--- GIVEN RECORDS Enclosed Below ---

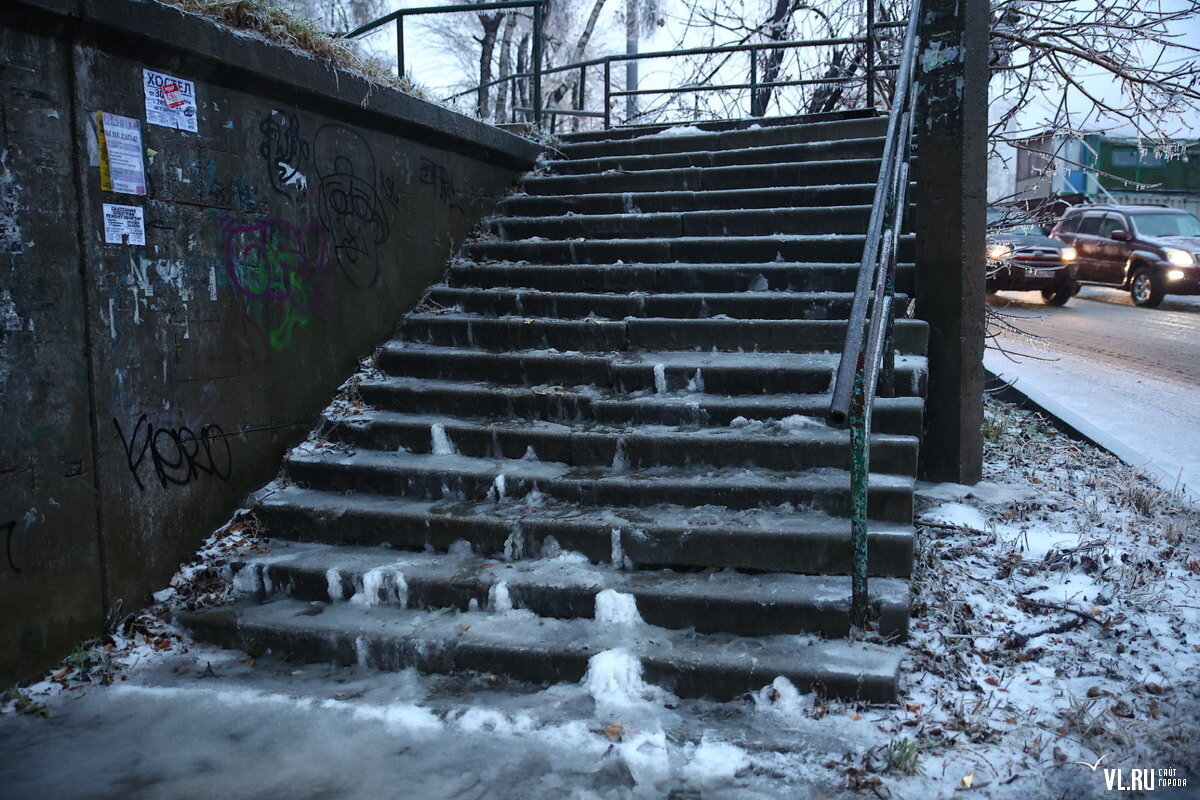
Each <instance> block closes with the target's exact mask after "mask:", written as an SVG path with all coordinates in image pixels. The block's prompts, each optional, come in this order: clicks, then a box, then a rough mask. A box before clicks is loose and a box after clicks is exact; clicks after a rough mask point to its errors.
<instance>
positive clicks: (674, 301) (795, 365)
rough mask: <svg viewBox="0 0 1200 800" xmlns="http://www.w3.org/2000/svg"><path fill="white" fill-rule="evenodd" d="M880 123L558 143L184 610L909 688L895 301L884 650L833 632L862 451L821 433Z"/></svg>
mask: <svg viewBox="0 0 1200 800" xmlns="http://www.w3.org/2000/svg"><path fill="white" fill-rule="evenodd" d="M884 126H886V120H883V119H876V118H870V116H864V115H846V116H845V118H842V119H830V120H824V121H816V122H814V121H803V120H802V121H796V120H793V121H790V122H782V124H775V125H767V126H764V127H755V128H751V130H744V128H742V130H739V128H737V127H732V128H730V130H725V131H714V132H704V133H697V134H691V136H653V134H649V133H653V131H650V132H649V133H648V132H647V131H610V132H605V133H589V134H580V136H575V137H571V138H569V140H568V142H566V144H565V145H564V146H563V148H562V154H563V157H562V158H560V160H556V161H553V162H552V163H551V166H550V169H548V170H546V173H545V174H539V175H533V176H529V178H527V179H526V181H524V184H523V190H524V191H523V193H521V194H518V196H515V197H511V198H509V199H508V200H505V201H504V204H503V206H502V209H500V212H502V216H499V217H498V218H496V219H494V221H493V223H492V230H493V231H494V236H486V237H480V239H478V240H475V241H472V242H469V243H468V245H467V247H466V259H467V260H458V261H455V263H454V264H452V265H451V266H450V269H449V271H448V273H446V281H445V283H444V284H440V285H437V287H433V288H432V289H431V290H430V294H428V297H427V300H426V302H424V303H422V305H421V306H420V307H419V308H418V309H416V311H414V312H413V313H410V314H408V315H407V317H406V318H404V319H403V320H401V324H400V335H398V336H397V338H396V339H395V341H392V342H390V343H388V344H386V345H385V347H384V348H383V350H382V351H380V353H379V354H378V357H377V360H376V367H377V369H378V374H377V375H374V377H372V378H370V379H366V380H364V381H362V383H361V384H360V385H359V386H358V392H359V393H360V396H361V399H362V401H364V403H365V409H364V410H361V411H358V413H354V414H350V415H341V416H337V417H336V419H326V420H325V421H324V429H325V432H326V434H325V435H326V437H328V440H329V446H323V447H316V449H313V447H307V449H298V450H296V451H295V452H294V453H293V455H292V456H290V458H289V459H288V463H287V467H286V480H284V481H283V485H282V488H280V489H278V491H276V492H274V493H271V494H270V495H269V497H266V499H265V500H264V501H263V503H262V505H259V506H258V509H257V511H256V513H257V516H258V517H259V519H260V521H262V523H263V525H264V527H265V530H266V533H268V534H269V535H270V536H271V540H272V541H271V552H270V553H269V554H266V555H264V557H260V558H253V559H250V560H247V561H245V563H244V564H236V565H234V569H235V570H236V577H235V584H236V585H238V587H239V588H240V589H241V590H242V591H244V593H245V595H246V596H245V599H244V600H241V601H240V602H238V603H235V604H232V606H227V607H222V608H217V609H212V610H204V612H200V613H194V614H186V615H184V616H182V619H184V621H185V624H186V625H188V626H190V627H191V628H192V630H193V632H194V633H196V634H197V636H200V637H203V638H208V639H211V640H214V642H218V643H222V644H224V645H228V646H236V648H242V649H246V650H250V651H251V652H258V651H263V650H265V649H270V650H272V651H275V652H276V654H284V655H287V656H289V657H295V658H302V660H308V661H320V660H331V661H340V662H347V663H353V662H361V663H365V664H368V666H372V667H379V668H384V669H395V668H404V667H415V668H418V669H421V670H426V672H452V670H482V672H490V673H502V674H508V675H511V676H515V678H518V679H524V680H532V681H564V680H565V681H576V680H580V679H581V678H582V676H583V675H584V673H586V672H587V669H588V666H589V660H590V658H592V657H593V656H595V655H596V654H599V652H602V651H606V650H612V649H623V650H626V651H629V652H631V654H634V655H636V656H637V657H638V658H640V660H641V662H642V667H643V670H644V675H646V678H647V680H650V681H654V682H658V684H661V685H664V686H666V687H667V688H670V690H671V691H673V692H676V693H677V694H679V696H709V697H716V698H730V697H734V696H738V694H740V693H743V692H746V691H750V690H757V688H760V687H762V686H763V685H766V684H769V682H770V681H772V680H773V679H774V678H775V676H776V675H784V676H786V678H787V679H790V680H791V681H792V682H793V684H794V685H796V686H797V687H799V688H800V690H802V691H808V690H812V688H816V690H818V691H822V692H826V693H829V694H836V696H841V697H854V698H864V699H868V700H877V702H889V700H894V699H896V691H898V688H896V680H898V668H899V660H900V657H901V654H902V645H899V644H896V642H900V640H902V639H904V638H905V634H906V627H907V620H908V585H907V581H906V578H907V577H908V575H910V571H911V569H912V561H913V554H912V553H913V546H912V536H913V529H912V524H911V523H912V495H913V476H914V473H916V468H917V450H918V437H919V434H920V428H922V413H923V401H922V393H923V385H924V374H925V359H924V355H923V354H924V350H925V341H926V330H925V326H924V324H923V323H919V321H914V320H907V319H902V320H899V321H898V326H896V348H898V359H896V362H898V377H896V385H898V387H899V391H898V395H899V396H898V397H893V398H881V399H878V402H877V405H876V422H875V429H876V433H875V435H874V439H872V445H871V446H872V468H874V470H875V474H872V476H871V488H870V497H869V511H870V516H871V518H872V524H871V542H870V547H871V561H870V567H871V572H872V575H874V576H877V577H876V578H875V579H872V581H871V591H872V596H874V606H875V610H876V615H877V636H876V637H875V639H877V640H874V642H871V640H862V639H863V637H857V638H858V639H859V640H848V639H847V638H846V637H847V634H848V633H850V615H848V612H850V594H851V593H850V578H848V570H850V552H851V546H850V522H848V519H847V517H846V515H847V513H848V511H850V497H848V483H850V479H848V471H847V470H848V468H850V444H848V434H847V433H846V432H845V431H841V429H836V428H830V427H828V426H826V425H824V422H823V416H824V413H826V410H827V409H828V403H829V395H828V392H829V391H830V381H832V377H833V372H834V369H835V368H836V362H838V354H839V353H840V350H841V347H842V339H844V336H845V330H846V323H845V317H846V314H847V311H848V308H850V303H851V299H852V294H851V293H852V290H853V285H854V278H856V275H857V260H858V259H859V257H860V254H862V249H863V239H864V236H863V231H864V230H865V228H866V221H868V215H869V211H870V203H871V198H872V192H874V185H872V181H874V180H875V176H876V170H877V169H878V160H880V155H881V150H882V136H883V133H884ZM904 247H906V248H907V249H908V252H906V253H904V254H902V255H901V260H902V261H906V263H907V261H911V248H912V242H911V240H908V239H906V240H905V243H904ZM911 283H912V266H911V264H906V265H905V266H902V267H901V269H900V272H899V287H898V290H899V291H901V293H902V291H907V290H910V287H911ZM900 307H904V301H902V299H901V302H900ZM635 607H636V612H635ZM510 609H516V610H510ZM638 616H640V618H641V620H642V621H640V620H638Z"/></svg>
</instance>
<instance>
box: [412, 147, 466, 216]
mask: <svg viewBox="0 0 1200 800" xmlns="http://www.w3.org/2000/svg"><path fill="white" fill-rule="evenodd" d="M418 178H419V180H420V181H421V182H422V184H425V185H426V186H432V187H433V191H434V192H436V193H437V196H438V199H439V200H442V201H443V203H445V204H446V205H448V206H449V207H451V209H456V210H458V211H462V210H463V209H462V206H461V205H458V204H457V203H455V201H454V198H455V196H457V194H458V190H457V188H455V185H454V176H452V175H451V174H450V170H449V169H446V168H445V164H439V163H438V162H436V161H433V160H432V158H426V157H424V156H422V157H421V172H420V174H419V175H418Z"/></svg>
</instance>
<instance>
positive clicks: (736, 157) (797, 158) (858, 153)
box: [550, 136, 884, 175]
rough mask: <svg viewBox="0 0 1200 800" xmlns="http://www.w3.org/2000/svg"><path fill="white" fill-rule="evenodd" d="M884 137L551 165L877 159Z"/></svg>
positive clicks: (572, 152)
mask: <svg viewBox="0 0 1200 800" xmlns="http://www.w3.org/2000/svg"><path fill="white" fill-rule="evenodd" d="M883 140H884V137H882V136H875V137H863V138H845V139H824V140H815V142H793V143H788V144H755V145H752V146H746V148H725V149H708V148H703V146H701V148H697V149H695V150H680V151H673V152H655V154H606V155H598V156H592V157H587V156H583V155H582V154H580V152H577V151H576V152H571V151H568V152H565V154H564V155H565V156H566V157H565V158H559V160H556V161H553V162H551V167H550V168H551V170H552V172H553V173H554V174H557V175H576V174H582V173H604V172H607V170H610V169H617V170H623V172H635V170H646V169H680V168H689V167H701V168H703V167H731V166H749V164H778V163H787V162H803V161H830V160H838V158H878V157H881V156H882V155H883Z"/></svg>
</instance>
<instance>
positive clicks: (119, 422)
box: [113, 414, 233, 492]
mask: <svg viewBox="0 0 1200 800" xmlns="http://www.w3.org/2000/svg"><path fill="white" fill-rule="evenodd" d="M113 426H114V427H115V428H116V434H118V435H119V437H120V438H121V445H122V446H124V447H125V458H126V462H127V463H128V468H130V473H132V474H133V480H134V481H137V483H138V488H139V489H142V491H143V492H144V491H145V488H146V487H145V485H144V483H143V482H142V476H140V474H139V473H140V470H142V465H143V463H145V459H146V456H148V455H149V456H150V463H151V464H152V465H154V473H155V475H156V476H157V477H158V482H160V483H161V485H162V486H163V488H166V487H167V486H170V485H174V486H185V485H187V483H190V482H192V481H194V480H196V479H197V477H198V476H199V475H202V474H204V475H212V476H214V477H217V479H220V480H222V481H224V480H228V479H229V475H230V474H232V473H233V452H232V451H230V450H229V440H228V437H227V435H226V432H224V431H223V429H222V428H221V426H220V425H217V423H216V422H210V423H208V425H205V426H204V427H202V428H200V431H199V433H198V434H197V433H193V432H192V429H191V428H190V427H187V426H180V427H178V428H160V427H155V425H154V423H152V422H150V417H149V416H148V415H145V414H143V415H142V416H139V417H138V421H137V422H136V423H134V426H133V431H132V432H131V435H130V437H127V438H126V435H125V431H124V429H122V428H121V423H120V421H118V420H116V417H113Z"/></svg>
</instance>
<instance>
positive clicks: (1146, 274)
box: [1129, 267, 1166, 308]
mask: <svg viewBox="0 0 1200 800" xmlns="http://www.w3.org/2000/svg"><path fill="white" fill-rule="evenodd" d="M1165 294H1166V293H1165V291H1163V285H1162V283H1160V282H1159V281H1158V277H1157V276H1156V275H1154V273H1153V272H1152V271H1151V270H1147V269H1146V267H1141V269H1140V270H1138V271H1136V272H1134V273H1133V282H1132V283H1130V284H1129V296H1130V297H1133V303H1134V305H1135V306H1141V307H1142V308H1153V307H1156V306H1157V305H1158V303H1160V302H1163V296H1164V295H1165Z"/></svg>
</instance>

--- End of Enclosed GIVEN RECORDS ---

EXERCISE »
The answer must be the lines above, word for word, from the first one through the line with "positive clicks: (674, 301) (795, 365)", pictures excluded.

RESULT »
Each <instance> block closes with the target's exact mask after "mask:", written as an SVG path with all coordinates in image pixels. The block's prompts, each optional, come in this order: clicks, then a box, then a rough mask. A box before clicks is loose and a box after clicks is exact; clicks after a rough mask point to its errors.
<instance>
positive clicks: (674, 301) (795, 365)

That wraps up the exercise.